Problem requirements: Reproduce word for word the lines of the records below from the line containing "Thank you for the photo. Could you pin the asphalt" through the line containing "Target: asphalt road". Leave the pictures out of your answer.

Extracted information:
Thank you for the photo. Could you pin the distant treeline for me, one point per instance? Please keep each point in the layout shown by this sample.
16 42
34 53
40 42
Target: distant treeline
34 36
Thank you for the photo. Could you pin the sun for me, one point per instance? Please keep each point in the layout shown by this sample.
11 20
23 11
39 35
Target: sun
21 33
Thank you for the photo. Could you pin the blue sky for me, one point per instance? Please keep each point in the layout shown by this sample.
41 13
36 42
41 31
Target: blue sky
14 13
...
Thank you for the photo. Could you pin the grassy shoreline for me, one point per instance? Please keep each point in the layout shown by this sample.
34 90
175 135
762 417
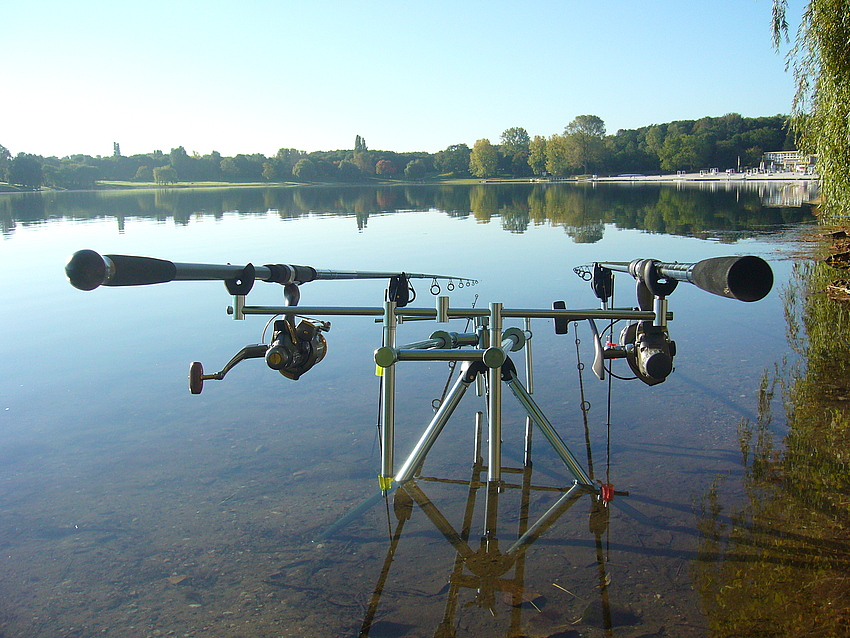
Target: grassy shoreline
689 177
...
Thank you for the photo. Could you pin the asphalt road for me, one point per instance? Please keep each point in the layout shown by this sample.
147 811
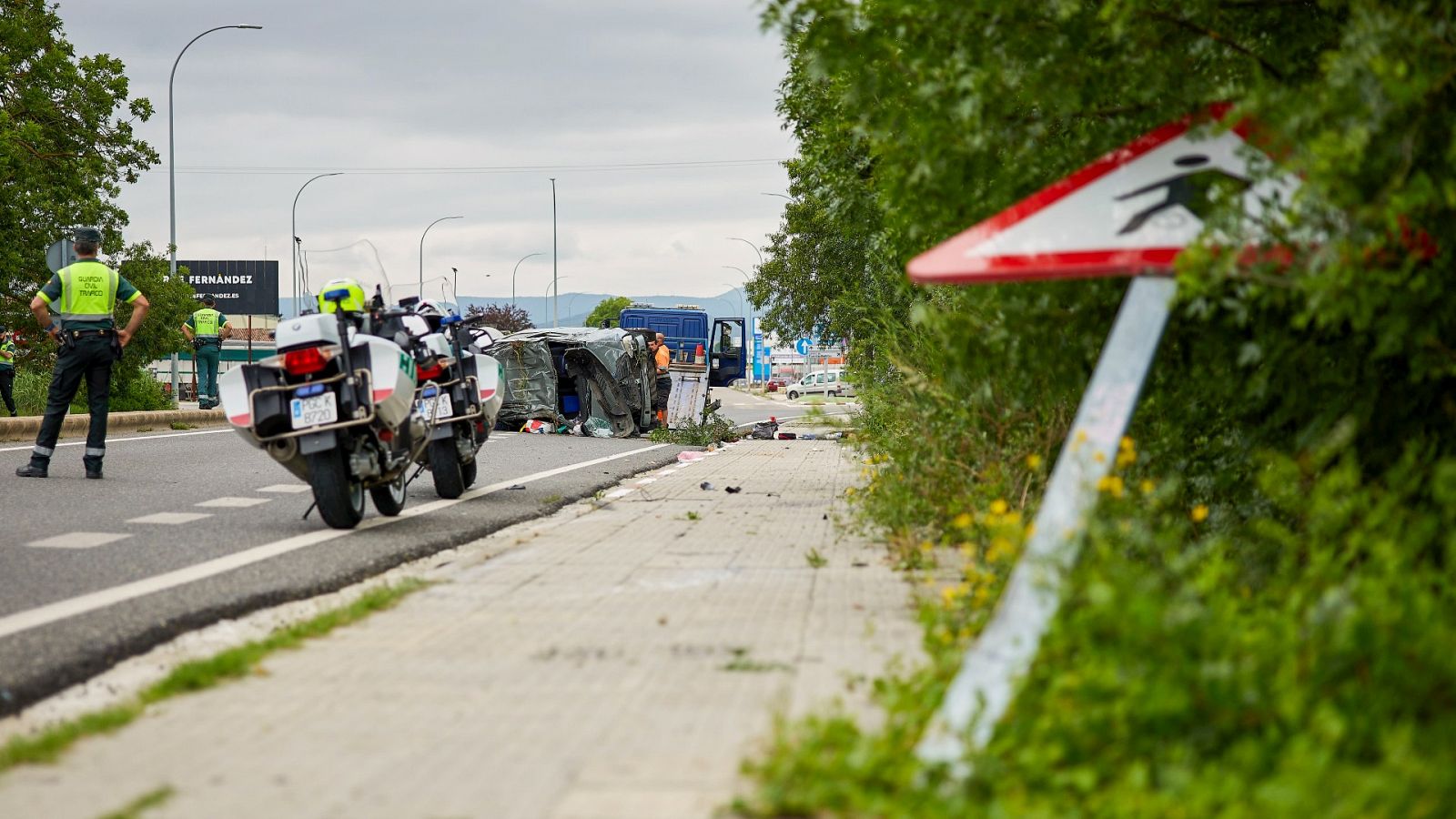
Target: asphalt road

Response for this exercise:
Thank you for the photo. Could you pin the asphalt road for me, one point per instance? Please keep each point in the layout shown by this sample.
147 811
Target: asphalt road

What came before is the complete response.